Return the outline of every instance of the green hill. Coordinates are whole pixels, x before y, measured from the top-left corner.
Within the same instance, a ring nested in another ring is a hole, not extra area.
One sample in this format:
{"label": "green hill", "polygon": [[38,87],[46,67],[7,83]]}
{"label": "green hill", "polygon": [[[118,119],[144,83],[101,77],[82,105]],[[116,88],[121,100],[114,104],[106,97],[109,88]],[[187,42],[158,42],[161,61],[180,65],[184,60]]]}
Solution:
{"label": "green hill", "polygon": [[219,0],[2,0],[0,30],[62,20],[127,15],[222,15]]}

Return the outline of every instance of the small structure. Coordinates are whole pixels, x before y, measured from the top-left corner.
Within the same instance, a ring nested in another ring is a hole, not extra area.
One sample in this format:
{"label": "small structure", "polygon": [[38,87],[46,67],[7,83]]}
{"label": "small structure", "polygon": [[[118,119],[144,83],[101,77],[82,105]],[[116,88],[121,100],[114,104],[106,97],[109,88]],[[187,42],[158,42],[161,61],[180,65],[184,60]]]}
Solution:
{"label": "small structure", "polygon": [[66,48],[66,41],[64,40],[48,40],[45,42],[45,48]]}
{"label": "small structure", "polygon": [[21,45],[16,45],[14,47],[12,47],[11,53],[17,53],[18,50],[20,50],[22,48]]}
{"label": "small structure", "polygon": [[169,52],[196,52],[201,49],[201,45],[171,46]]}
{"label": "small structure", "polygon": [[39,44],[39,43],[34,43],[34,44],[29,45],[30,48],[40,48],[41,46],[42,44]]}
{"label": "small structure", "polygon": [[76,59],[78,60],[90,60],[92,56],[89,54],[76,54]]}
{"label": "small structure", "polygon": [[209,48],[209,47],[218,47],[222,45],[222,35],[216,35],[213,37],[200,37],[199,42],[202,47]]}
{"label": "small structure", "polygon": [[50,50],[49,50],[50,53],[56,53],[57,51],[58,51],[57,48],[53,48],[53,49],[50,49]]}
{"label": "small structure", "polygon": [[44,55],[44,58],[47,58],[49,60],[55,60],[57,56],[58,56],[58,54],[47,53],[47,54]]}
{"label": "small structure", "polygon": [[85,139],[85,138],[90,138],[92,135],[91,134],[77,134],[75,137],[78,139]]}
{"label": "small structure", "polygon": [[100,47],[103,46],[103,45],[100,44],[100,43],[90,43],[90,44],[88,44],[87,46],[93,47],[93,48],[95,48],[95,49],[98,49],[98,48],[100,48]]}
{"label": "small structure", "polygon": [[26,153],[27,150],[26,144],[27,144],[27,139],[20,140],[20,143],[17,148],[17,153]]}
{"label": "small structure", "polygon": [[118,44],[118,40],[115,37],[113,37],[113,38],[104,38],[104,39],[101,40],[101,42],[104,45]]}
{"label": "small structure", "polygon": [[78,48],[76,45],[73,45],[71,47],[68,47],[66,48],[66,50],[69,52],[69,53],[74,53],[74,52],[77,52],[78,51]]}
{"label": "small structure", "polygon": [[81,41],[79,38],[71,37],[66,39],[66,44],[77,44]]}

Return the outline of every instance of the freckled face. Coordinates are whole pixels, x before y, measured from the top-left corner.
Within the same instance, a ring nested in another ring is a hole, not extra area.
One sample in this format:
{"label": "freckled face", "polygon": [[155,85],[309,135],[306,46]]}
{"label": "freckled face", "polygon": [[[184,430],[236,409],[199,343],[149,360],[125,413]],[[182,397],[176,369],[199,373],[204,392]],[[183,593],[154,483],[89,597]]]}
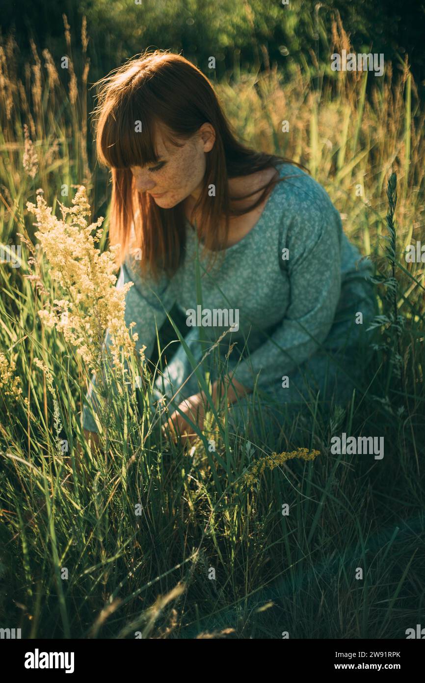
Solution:
{"label": "freckled face", "polygon": [[160,161],[131,167],[138,192],[149,193],[162,208],[172,208],[189,195],[197,199],[205,172],[205,152],[212,148],[214,139],[214,128],[204,124],[189,140],[178,141],[184,143],[183,147],[175,147],[164,140],[157,128],[156,150]]}

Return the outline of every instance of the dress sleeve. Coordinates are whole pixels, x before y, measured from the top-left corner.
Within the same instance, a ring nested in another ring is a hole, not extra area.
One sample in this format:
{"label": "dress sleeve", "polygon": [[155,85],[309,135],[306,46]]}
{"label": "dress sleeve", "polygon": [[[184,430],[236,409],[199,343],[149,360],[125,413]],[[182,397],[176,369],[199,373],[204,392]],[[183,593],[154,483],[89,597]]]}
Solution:
{"label": "dress sleeve", "polygon": [[[235,378],[252,389],[276,385],[307,360],[326,338],[334,322],[341,291],[342,223],[333,207],[311,204],[282,230],[282,249],[288,259],[280,261],[282,277],[289,283],[290,299],[282,320],[269,338],[243,360]],[[252,368],[252,370],[251,370]]]}
{"label": "dress sleeve", "polygon": [[[167,312],[173,307],[175,300],[175,278],[170,279],[165,273],[161,275],[159,282],[156,282],[151,277],[142,277],[137,272],[137,261],[128,255],[121,266],[119,276],[115,287],[122,289],[124,284],[133,282],[126,295],[126,309],[124,319],[128,328],[130,324],[136,324],[132,329],[132,333],[137,333],[138,339],[136,341],[136,349],[138,351],[143,346],[146,346],[145,355],[149,359],[153,352],[156,339],[156,327],[159,329],[166,318]],[[104,349],[109,348],[111,337],[106,330],[104,341]],[[92,376],[89,389],[85,396],[83,408],[83,426],[89,432],[97,432],[98,428],[91,415],[91,410],[85,402],[91,406],[92,410],[98,414],[100,403],[96,396],[96,375]]]}

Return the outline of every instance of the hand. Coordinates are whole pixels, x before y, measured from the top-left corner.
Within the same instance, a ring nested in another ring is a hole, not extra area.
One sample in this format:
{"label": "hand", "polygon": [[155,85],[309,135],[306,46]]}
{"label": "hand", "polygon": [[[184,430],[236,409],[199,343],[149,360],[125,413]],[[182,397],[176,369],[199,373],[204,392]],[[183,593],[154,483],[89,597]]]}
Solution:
⁂
**Work required**
Write the material out again exactly as it appears, dropping the pictures.

**Final result**
Return the outline of every instance of the green hill. Coordinates are whole pixels, x before y, measured from the top-left corner.
Within the same instance, a ring nested in another ring is a hole, not extra area.
One sample in this format:
{"label": "green hill", "polygon": [[38,87],[46,67],[7,83]]}
{"label": "green hill", "polygon": [[[118,119],[144,83],[101,77],[82,105]],[[116,88],[121,100],[114,104],[106,97],[109,88]],[[187,42],[158,42],[161,61],[180,65],[184,60]]]}
Solution:
{"label": "green hill", "polygon": [[219,0],[2,0],[0,30],[62,20],[127,15],[222,15]]}

Return the outline of every instance of the small structure. Coordinates are whole pixels, x before y, measured from the top-left corner.
Within the same instance, a ring nested in another ring is a hole, not extra area.
One sample in this format:
{"label": "small structure", "polygon": [[38,87],[46,67],[7,83]]}
{"label": "small structure", "polygon": [[[118,119],[144,83],[101,77],[82,105]],[[116,88],[121,100],[114,104],[106,97],[109,88]],[[187,42],[158,42],[161,61],[180,65],[184,60]]]}
Solution:
{"label": "small structure", "polygon": [[66,48],[66,41],[64,40],[48,40],[45,42],[45,48]]}
{"label": "small structure", "polygon": [[21,45],[16,45],[14,47],[12,47],[11,53],[17,53],[18,50],[20,50],[22,48]]}
{"label": "small structure", "polygon": [[169,52],[196,52],[201,49],[201,45],[171,46]]}
{"label": "small structure", "polygon": [[39,44],[39,43],[34,43],[34,44],[29,45],[30,48],[40,48],[41,46],[42,44]]}
{"label": "small structure", "polygon": [[76,59],[78,60],[90,60],[92,56],[89,54],[76,54]]}
{"label": "small structure", "polygon": [[209,48],[209,47],[218,47],[222,45],[222,35],[216,35],[213,37],[200,37],[199,42],[202,47]]}
{"label": "small structure", "polygon": [[50,50],[49,50],[50,53],[56,53],[57,51],[58,51],[57,48],[53,48],[53,49],[50,49]]}
{"label": "small structure", "polygon": [[44,55],[44,58],[47,58],[49,60],[55,60],[57,56],[58,56],[58,54],[47,53],[47,54]]}
{"label": "small structure", "polygon": [[85,139],[85,138],[90,138],[92,135],[91,134],[77,134],[75,137],[78,139]]}
{"label": "small structure", "polygon": [[100,47],[103,46],[103,45],[100,44],[100,43],[90,43],[90,44],[88,44],[87,46],[93,47],[93,48],[95,48],[95,49],[98,49],[98,48],[100,48]]}
{"label": "small structure", "polygon": [[26,153],[27,150],[26,144],[27,144],[27,139],[20,140],[20,143],[17,148],[17,153]]}
{"label": "small structure", "polygon": [[118,44],[118,40],[115,37],[113,37],[113,38],[104,38],[104,39],[101,40],[101,42],[104,45]]}
{"label": "small structure", "polygon": [[78,48],[76,45],[73,45],[71,47],[68,47],[66,48],[66,50],[69,52],[69,53],[74,53],[74,52],[77,52],[78,51]]}
{"label": "small structure", "polygon": [[81,41],[79,38],[71,37],[66,39],[66,44],[77,44]]}

Return the outline of every instance of the freckled face. Coordinates are whole pixels, x before y, measured from the top-left corner.
Within the same instance, a ring nested in another ring is a hole, not extra area.
One sample in this format:
{"label": "freckled face", "polygon": [[155,85],[309,135],[306,46]]}
{"label": "freckled face", "polygon": [[[184,430],[236,409],[199,343],[149,360],[125,413]],[[182,397],[176,369],[199,373],[204,392]],[[183,593],[154,483],[89,597]]]}
Solution:
{"label": "freckled face", "polygon": [[160,161],[131,167],[138,192],[149,193],[162,208],[172,208],[189,195],[197,199],[205,172],[205,152],[212,148],[214,139],[214,128],[204,124],[189,140],[178,141],[184,143],[183,147],[175,147],[164,140],[157,128],[156,150]]}

Return the outline of every instance of the dress sleeve. Coordinates are whole pixels, x before y, measured from the top-left corner.
Within the same instance, a ring nested in another ring is a hole, not extra area.
One sample in this format:
{"label": "dress sleeve", "polygon": [[155,85],[309,135],[306,46]]}
{"label": "dress sleeve", "polygon": [[[184,430],[236,409],[199,343],[149,360],[125,413]],[[182,397],[176,369],[199,373],[204,392]],[[183,593],[154,483],[89,597]]]}
Solution:
{"label": "dress sleeve", "polygon": [[[235,378],[252,389],[276,385],[307,360],[326,338],[334,322],[341,291],[342,223],[333,207],[311,204],[282,230],[282,249],[288,259],[280,261],[282,277],[289,283],[290,299],[282,320],[269,338],[243,360]],[[252,368],[252,370],[251,370]]]}
{"label": "dress sleeve", "polygon": [[[167,312],[173,307],[175,300],[175,278],[170,279],[165,273],[161,275],[159,282],[156,282],[151,277],[142,277],[137,272],[137,261],[128,255],[121,266],[119,276],[115,287],[122,289],[124,284],[133,282],[126,295],[126,309],[124,319],[128,328],[130,324],[136,324],[132,329],[132,333],[137,333],[138,339],[136,341],[136,349],[138,351],[143,346],[146,346],[145,355],[149,359],[153,352],[156,339],[156,327],[159,329],[166,318]],[[104,349],[109,348],[111,337],[106,330],[104,341]],[[92,376],[89,389],[85,396],[83,408],[83,426],[89,432],[97,432],[98,428],[91,415],[91,410],[85,402],[91,406],[92,410],[98,414],[100,403],[96,396],[96,375]]]}

Return the outline of every instance of the hand. Coordinates are whole pixels, x before y, measured from the top-left corner.
Within the same instance, a ring nested in another ring is a hole, not extra area.
One sample in this format:
{"label": "hand", "polygon": [[155,85],[309,135],[306,46]]}
{"label": "hand", "polygon": [[[184,430],[236,409],[199,343],[149,360],[125,413]],[[182,397],[176,369],[199,373],[204,392]],[[183,593],[154,483],[89,597]]]}
Solution:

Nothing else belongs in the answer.